• [Task prompt] Type out the material below exactly.

• [Listed records]
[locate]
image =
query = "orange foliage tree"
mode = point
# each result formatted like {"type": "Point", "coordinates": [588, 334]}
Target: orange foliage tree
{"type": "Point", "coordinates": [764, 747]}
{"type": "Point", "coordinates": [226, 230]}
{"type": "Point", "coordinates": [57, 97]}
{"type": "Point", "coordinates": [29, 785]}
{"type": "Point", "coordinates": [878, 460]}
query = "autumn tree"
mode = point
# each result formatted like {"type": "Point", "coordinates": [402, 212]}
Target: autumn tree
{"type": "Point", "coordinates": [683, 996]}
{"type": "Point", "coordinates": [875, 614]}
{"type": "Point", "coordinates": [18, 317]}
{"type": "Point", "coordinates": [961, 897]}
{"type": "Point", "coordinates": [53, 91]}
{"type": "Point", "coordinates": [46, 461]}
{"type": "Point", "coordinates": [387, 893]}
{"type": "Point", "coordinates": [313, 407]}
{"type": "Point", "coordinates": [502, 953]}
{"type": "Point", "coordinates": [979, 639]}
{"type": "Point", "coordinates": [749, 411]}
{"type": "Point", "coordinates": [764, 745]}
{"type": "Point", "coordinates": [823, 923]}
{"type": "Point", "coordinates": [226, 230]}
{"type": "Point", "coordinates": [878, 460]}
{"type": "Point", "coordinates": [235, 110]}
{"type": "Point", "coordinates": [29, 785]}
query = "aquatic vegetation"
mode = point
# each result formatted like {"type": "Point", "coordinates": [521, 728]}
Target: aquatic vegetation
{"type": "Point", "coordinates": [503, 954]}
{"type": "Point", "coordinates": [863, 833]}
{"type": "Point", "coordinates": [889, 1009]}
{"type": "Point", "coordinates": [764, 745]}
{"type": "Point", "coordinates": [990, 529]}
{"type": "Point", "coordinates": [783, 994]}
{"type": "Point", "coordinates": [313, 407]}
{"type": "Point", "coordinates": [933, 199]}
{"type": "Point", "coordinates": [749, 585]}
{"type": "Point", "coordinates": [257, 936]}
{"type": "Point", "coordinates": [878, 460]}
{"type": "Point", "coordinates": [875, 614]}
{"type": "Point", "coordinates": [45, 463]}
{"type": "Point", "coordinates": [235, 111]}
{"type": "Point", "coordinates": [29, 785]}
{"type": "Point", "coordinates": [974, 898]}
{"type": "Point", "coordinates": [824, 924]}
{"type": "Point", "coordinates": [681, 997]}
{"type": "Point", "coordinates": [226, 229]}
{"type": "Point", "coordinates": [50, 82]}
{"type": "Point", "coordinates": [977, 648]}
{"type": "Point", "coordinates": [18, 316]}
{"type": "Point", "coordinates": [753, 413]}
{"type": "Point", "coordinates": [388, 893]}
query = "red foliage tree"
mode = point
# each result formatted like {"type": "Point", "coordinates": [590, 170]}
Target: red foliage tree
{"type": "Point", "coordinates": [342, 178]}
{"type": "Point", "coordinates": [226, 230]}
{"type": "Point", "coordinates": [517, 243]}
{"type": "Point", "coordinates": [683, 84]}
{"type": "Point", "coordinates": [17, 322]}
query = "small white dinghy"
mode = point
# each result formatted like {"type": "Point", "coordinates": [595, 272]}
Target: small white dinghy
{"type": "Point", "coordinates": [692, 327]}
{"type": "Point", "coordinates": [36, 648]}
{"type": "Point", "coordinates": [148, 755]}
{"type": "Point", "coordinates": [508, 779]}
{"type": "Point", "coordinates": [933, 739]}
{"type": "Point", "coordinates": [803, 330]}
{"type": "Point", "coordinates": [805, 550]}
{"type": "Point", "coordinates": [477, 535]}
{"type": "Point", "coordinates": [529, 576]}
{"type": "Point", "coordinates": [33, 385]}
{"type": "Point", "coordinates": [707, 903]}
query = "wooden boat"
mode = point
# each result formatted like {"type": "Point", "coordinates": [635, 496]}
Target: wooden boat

• [Written response]
[locate]
image =
query = "orange foliage tree"
mode = point
# each result formatted like {"type": "Point", "coordinates": [588, 334]}
Target: orange foliage tree
{"type": "Point", "coordinates": [764, 747]}
{"type": "Point", "coordinates": [226, 230]}
{"type": "Point", "coordinates": [57, 97]}
{"type": "Point", "coordinates": [29, 785]}
{"type": "Point", "coordinates": [878, 460]}
query = "autumn tree"
mode = point
# each result formatted like {"type": "Point", "coordinates": [402, 212]}
Target: autumn tree
{"type": "Point", "coordinates": [683, 996]}
{"type": "Point", "coordinates": [875, 614]}
{"type": "Point", "coordinates": [18, 317]}
{"type": "Point", "coordinates": [961, 897]}
{"type": "Point", "coordinates": [53, 91]}
{"type": "Point", "coordinates": [46, 461]}
{"type": "Point", "coordinates": [387, 893]}
{"type": "Point", "coordinates": [313, 407]}
{"type": "Point", "coordinates": [502, 953]}
{"type": "Point", "coordinates": [979, 639]}
{"type": "Point", "coordinates": [749, 411]}
{"type": "Point", "coordinates": [764, 745]}
{"type": "Point", "coordinates": [823, 923]}
{"type": "Point", "coordinates": [226, 230]}
{"type": "Point", "coordinates": [878, 460]}
{"type": "Point", "coordinates": [235, 110]}
{"type": "Point", "coordinates": [29, 785]}
query = "aquatic vegetation"
mode = point
# each result formatted like {"type": "Point", "coordinates": [521, 728]}
Target: aquatic vegetation
{"type": "Point", "coordinates": [503, 954]}
{"type": "Point", "coordinates": [863, 833]}
{"type": "Point", "coordinates": [889, 1009]}
{"type": "Point", "coordinates": [764, 745]}
{"type": "Point", "coordinates": [990, 529]}
{"type": "Point", "coordinates": [783, 994]}
{"type": "Point", "coordinates": [313, 407]}
{"type": "Point", "coordinates": [933, 199]}
{"type": "Point", "coordinates": [749, 585]}
{"type": "Point", "coordinates": [257, 936]}
{"type": "Point", "coordinates": [878, 460]}
{"type": "Point", "coordinates": [875, 614]}
{"type": "Point", "coordinates": [45, 463]}
{"type": "Point", "coordinates": [235, 111]}
{"type": "Point", "coordinates": [29, 785]}
{"type": "Point", "coordinates": [974, 898]}
{"type": "Point", "coordinates": [824, 924]}
{"type": "Point", "coordinates": [681, 997]}
{"type": "Point", "coordinates": [226, 229]}
{"type": "Point", "coordinates": [50, 82]}
{"type": "Point", "coordinates": [977, 648]}
{"type": "Point", "coordinates": [18, 316]}
{"type": "Point", "coordinates": [753, 413]}
{"type": "Point", "coordinates": [388, 893]}
query = "red foliage tree"
mode = point
# each result formatted like {"type": "Point", "coordinates": [590, 170]}
Target: red foliage tree
{"type": "Point", "coordinates": [342, 178]}
{"type": "Point", "coordinates": [226, 230]}
{"type": "Point", "coordinates": [517, 243]}
{"type": "Point", "coordinates": [683, 84]}
{"type": "Point", "coordinates": [17, 322]}
query = "small white dinghy"
mode = point
# each result formatted like {"type": "Point", "coordinates": [595, 272]}
Target: small white dinghy
{"type": "Point", "coordinates": [692, 327]}
{"type": "Point", "coordinates": [36, 648]}
{"type": "Point", "coordinates": [148, 755]}
{"type": "Point", "coordinates": [508, 779]}
{"type": "Point", "coordinates": [933, 739]}
{"type": "Point", "coordinates": [803, 330]}
{"type": "Point", "coordinates": [805, 550]}
{"type": "Point", "coordinates": [477, 535]}
{"type": "Point", "coordinates": [529, 576]}
{"type": "Point", "coordinates": [33, 385]}
{"type": "Point", "coordinates": [707, 903]}
query = "wooden boat"
mode = point
# each result formatted like {"type": "Point", "coordinates": [635, 496]}
Target: wooden boat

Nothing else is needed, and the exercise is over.